BEGIN Extract to read
Tim Walker. Storyteller- Somerset house, London 12th January 2013

While I was in London I’d earmarked a couple of other exhibitions that were free to get in and not too far away from the Tate. Originally at Somerset house for the Cartier-Bresson exhibition, we actually came to this one first after lunch and a break to refresh ourselves after the Tate. Unfortunately it was really busy in there so I wasn’t able to take as much time as I would have liked looking at the images, and secondly it was in a number of smaller rooms that weren’t helped by the large props placed around.

Walking in, my eyes were first drawn to the prop of a giant Spitfire plane at an angle as opposed to the image it featured in. I love the mix of fantasy and reality in photography and this seemed to follow on nicely from some of the Photoshop experimentation that I had undertaken as part of the exercises in the previous module, Digital Photographic Practice. The outstanding feature was that everything in Walker’s images was carefully considered and meant to be there, there wasn’t anything left to chance and the details really drew me in as a viewer. It’s something I’ve been thinking about a lot recently with other work, and am now trying to consider that everything in there should be there and to be aware of all the components of the frame not just the main subject. While some of the images were grotesque and others beautiful, because of the colours and detail, I still enjoyed looking at them and some were quite humorous such as the people mocking up traffic signs or flowers and lips overlaid onto a photograph.
END Extract to read
BEGIN Extracted data
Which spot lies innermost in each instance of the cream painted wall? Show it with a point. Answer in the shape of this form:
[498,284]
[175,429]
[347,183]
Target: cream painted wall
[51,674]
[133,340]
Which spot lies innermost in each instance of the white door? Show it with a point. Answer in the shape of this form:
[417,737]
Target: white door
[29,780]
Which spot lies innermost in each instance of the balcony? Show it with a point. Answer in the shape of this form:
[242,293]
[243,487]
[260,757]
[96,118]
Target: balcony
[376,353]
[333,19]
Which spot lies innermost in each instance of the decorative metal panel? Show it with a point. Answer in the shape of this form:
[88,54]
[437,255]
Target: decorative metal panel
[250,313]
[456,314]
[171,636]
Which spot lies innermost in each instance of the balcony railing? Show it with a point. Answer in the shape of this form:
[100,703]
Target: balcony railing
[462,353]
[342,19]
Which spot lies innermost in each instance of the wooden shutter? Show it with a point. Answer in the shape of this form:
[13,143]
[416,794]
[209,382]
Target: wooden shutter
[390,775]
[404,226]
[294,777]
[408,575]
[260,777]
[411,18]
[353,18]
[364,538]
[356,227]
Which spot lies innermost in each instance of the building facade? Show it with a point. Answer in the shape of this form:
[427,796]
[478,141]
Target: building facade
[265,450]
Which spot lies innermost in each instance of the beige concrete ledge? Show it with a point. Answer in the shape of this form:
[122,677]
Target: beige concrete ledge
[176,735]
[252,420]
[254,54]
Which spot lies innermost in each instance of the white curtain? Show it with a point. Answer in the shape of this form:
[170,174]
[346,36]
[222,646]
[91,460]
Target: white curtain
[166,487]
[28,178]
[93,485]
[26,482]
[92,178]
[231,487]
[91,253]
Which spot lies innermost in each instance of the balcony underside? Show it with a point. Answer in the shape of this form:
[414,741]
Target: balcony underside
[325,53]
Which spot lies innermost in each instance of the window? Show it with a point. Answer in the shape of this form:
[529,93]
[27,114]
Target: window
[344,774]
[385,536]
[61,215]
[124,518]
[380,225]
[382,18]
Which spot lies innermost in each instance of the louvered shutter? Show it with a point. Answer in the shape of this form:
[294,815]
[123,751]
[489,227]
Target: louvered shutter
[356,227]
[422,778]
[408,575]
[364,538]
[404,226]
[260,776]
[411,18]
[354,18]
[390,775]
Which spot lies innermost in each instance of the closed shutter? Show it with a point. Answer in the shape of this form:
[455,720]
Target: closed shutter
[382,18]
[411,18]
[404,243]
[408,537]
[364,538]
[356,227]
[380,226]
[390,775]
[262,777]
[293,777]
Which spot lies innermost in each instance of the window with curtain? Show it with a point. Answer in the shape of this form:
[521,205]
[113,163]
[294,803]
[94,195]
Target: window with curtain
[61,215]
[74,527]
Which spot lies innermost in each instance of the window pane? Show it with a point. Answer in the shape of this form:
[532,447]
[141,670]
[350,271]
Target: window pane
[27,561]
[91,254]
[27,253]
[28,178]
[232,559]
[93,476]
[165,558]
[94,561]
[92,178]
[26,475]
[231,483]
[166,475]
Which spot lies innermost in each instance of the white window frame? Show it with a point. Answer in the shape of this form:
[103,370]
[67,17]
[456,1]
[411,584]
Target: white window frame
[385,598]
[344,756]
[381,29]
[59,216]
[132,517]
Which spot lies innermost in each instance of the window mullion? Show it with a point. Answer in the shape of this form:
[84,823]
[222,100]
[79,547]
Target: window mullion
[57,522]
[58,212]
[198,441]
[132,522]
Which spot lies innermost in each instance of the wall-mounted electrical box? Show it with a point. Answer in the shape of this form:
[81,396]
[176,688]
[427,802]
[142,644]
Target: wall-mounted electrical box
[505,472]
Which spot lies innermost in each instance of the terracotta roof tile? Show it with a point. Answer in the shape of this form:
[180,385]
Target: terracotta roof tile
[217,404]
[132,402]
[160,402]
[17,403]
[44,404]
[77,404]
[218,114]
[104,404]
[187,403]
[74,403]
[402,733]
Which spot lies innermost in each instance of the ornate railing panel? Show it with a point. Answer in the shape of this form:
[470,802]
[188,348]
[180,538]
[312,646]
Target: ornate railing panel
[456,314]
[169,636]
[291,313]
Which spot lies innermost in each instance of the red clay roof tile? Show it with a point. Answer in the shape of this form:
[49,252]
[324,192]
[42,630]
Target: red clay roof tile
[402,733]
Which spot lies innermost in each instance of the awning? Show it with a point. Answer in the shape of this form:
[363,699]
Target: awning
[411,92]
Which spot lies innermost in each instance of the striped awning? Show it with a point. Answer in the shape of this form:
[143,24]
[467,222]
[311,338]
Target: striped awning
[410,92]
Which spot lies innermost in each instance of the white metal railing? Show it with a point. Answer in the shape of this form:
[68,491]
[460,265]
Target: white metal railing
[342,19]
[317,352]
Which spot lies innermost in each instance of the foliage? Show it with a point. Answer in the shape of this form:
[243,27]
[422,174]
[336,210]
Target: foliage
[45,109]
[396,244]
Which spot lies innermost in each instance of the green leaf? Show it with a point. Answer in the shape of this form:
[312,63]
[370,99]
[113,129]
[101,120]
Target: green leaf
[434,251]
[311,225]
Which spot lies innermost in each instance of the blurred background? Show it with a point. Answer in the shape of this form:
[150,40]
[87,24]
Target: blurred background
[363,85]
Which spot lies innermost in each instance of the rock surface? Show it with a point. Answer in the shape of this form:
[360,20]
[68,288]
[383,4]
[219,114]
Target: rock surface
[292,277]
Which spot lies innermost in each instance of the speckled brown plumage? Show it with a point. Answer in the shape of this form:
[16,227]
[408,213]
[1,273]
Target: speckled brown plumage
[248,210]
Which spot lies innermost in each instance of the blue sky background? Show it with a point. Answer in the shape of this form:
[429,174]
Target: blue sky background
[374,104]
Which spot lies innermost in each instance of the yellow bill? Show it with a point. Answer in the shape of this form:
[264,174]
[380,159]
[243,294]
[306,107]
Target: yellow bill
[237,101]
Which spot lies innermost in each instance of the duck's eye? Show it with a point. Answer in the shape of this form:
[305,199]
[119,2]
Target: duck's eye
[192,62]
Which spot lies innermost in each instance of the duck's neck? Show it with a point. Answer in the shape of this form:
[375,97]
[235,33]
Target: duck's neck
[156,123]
END Extracted data
* Problems to solve
1. Decide whether each statement below agrees with the Tim Walker exhibition review. Answer yes or no for each, and quote the words from the review that settle it.
(a) The writer visited this exhibition after seeing the Cartier-Bresson exhibition.
(b) The first thing that caught the writer's eye on entering was a prop of a giant Spitfire plane.
(c) The writer found every one of the images beautiful.
2. Echo the portion of the Tim Walker exhibition review between "Tim Walker. Storyteller- Somerset" and "props placed around.", inclusive.

* Solutions by task
1.
(a) No: "we actually came to this one first after lunch and a break to refresh ourselves after the Tate"
(b) Yes: "my eyes were first drawn to the prop of a giant Spitfire plane"
(c) No: "While some of the images were grotesque and others beautiful"

2.
Tim Walker. Storyteller- Somerset house, London 12th January 2013

While I was in London I’d earmarked a couple of other exhibitions that were free to get in and not too far away from the Tate. Originally at Somerset house for the Cartier-Bresson exhibition, we actually came to this one first after lunch and a break to refresh ourselves after the Tate. Unfortunately it was really busy in there so I wasn’t able to take as much time as I would have liked looking at the images, and secondly it was in a number of smaller rooms that weren’t helped by the large props placed around.